# Exercise description
Output the data below as a two-column CSV with the header row note,coordinates. Give one row for each line that starts with "Note:", with that line's full wording in the first field and all the coordinate pairs listed under it in the second, each field in double quotes and any line breaks replaced by spaces.

# Data section
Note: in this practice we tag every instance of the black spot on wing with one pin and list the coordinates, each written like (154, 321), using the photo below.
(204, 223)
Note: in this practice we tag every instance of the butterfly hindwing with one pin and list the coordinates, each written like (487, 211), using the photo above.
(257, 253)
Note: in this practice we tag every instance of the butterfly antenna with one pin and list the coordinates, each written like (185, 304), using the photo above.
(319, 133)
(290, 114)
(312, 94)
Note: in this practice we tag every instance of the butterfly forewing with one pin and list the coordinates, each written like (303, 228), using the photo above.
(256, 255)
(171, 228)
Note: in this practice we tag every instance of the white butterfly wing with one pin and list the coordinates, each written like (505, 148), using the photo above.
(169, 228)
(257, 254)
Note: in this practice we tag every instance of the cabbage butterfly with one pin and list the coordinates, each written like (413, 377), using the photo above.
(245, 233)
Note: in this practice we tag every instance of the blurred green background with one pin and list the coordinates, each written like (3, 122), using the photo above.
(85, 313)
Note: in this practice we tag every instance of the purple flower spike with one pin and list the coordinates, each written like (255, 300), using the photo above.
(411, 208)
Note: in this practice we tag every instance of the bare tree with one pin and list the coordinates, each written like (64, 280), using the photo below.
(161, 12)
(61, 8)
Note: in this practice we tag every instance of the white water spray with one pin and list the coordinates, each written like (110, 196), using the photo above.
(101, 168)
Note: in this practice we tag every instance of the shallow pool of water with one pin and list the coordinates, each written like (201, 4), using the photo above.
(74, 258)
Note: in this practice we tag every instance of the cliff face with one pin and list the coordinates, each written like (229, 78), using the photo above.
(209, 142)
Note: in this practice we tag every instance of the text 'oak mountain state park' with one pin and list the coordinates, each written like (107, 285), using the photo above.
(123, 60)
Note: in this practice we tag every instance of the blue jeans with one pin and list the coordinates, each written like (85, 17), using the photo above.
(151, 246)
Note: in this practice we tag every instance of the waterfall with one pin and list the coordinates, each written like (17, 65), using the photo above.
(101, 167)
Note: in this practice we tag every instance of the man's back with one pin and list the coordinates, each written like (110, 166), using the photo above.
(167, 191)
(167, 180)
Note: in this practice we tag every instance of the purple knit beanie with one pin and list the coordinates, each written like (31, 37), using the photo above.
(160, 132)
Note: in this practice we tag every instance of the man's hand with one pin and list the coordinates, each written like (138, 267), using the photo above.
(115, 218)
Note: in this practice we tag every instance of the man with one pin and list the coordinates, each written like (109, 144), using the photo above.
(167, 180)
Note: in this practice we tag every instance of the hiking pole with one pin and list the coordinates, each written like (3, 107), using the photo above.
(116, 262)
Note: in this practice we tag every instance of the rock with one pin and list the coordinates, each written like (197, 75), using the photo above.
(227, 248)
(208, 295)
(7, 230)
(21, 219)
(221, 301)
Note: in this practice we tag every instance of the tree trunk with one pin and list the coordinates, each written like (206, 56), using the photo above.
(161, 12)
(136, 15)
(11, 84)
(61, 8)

# Exercise result
note,coordinates
"Note: in this practice we tag every instance of the black spot on wing with one pin and list the coordinates, each written like (154, 321), using the photo below.","(204, 223)"
"Note: in this practice we tag every instance of the butterfly hindwing with one pin and list the coordinates, each written like (487, 211), using the photo above.","(257, 253)"
"Note: in this practice we tag every instance of the butterfly antenna with one pin and list the coordinates, each written like (185, 304), using the photo above.","(319, 133) (290, 114) (312, 94)"
"Note: in this practice we tag every instance of the butterfly forewing with one pin and list the coordinates, each written like (303, 228), using the photo above.","(256, 255) (171, 228)"
"Note: in this practice we tag every instance of the white butterfly wing with one pin and list the coordinates, each written like (505, 148), using the photo above.","(169, 228) (257, 254)"
"Note: in this practice we tag every instance of the cabbage butterfly with one pin and list the coordinates, each written like (413, 377), using the photo above.","(245, 233)"
"Note: in this practice we tag every instance of the blurred green background with one pin and list the coordinates, each written like (3, 122), using the photo above.","(85, 313)"
"Note: in this practice we tag every instance of the purple flower spike with one pin and list the coordinates, each written like (255, 300), using the photo above.","(411, 208)"
"Note: in this practice we tag every instance of the bare tree with one pin and list the coordinates, each written like (64, 280), using the photo below.","(161, 12) (61, 8)"
"Note: in this practice we tag every instance of the white water spray with one pin and list the coordinates, each written like (110, 196), using the photo above.","(101, 168)"
"Note: in this practice we tag every instance of the shallow pool of water with one pin and list the coordinates, each written like (201, 4), using the photo above.","(74, 258)"
"Note: in this practice we tag every instance of the cliff face with one pin and list the coordinates, each written like (229, 78), using the photo above.","(209, 142)"
"Note: in this practice we tag every instance of the text 'oak mountain state park' with one pin and list the coordinates, each written like (107, 285), using the photo above.","(123, 60)"
"Note: in this practice we tag every instance of the blue jeans with one pin and list the coordinates, each written like (85, 17), using the photo above.","(151, 246)"
"Note: in this practice we tag every instance of the waterfall with one pin and list the coordinates, each written like (17, 65), using the photo above.","(101, 167)"
"Note: in this practice we tag every instance of the man's back with one pin and list the coordinates, each written like (110, 166), using the photo above.","(167, 191) (167, 180)"
"Note: in this practice we tag every instance of the purple knit beanie with one pin and list the coordinates, each written like (31, 37), using the photo above.","(160, 132)"
"Note: in this practice we tag every instance of the man's hand with one pin and list the coordinates, each written like (138, 267), using the photo above.","(115, 218)"
"Note: in this practice we tag every instance of the man with one pin and list the coordinates, each written like (109, 144), using the photo above.","(167, 180)"
"Note: in this practice we tag every instance of the hiking pole with one pin and list the coordinates, each written like (3, 107), using the photo above.","(116, 262)"
"Note: in this practice we tag every instance of the rock with one pin and list the coordinates, each written like (197, 75), using the photo above.","(227, 248) (208, 295) (7, 230) (21, 219) (221, 301)"
"Note: in this practice we tag every instance of the tree trunk with one pin and list the coordinates, each written like (206, 56), using the photo above.","(161, 12) (136, 15) (11, 84) (61, 8)"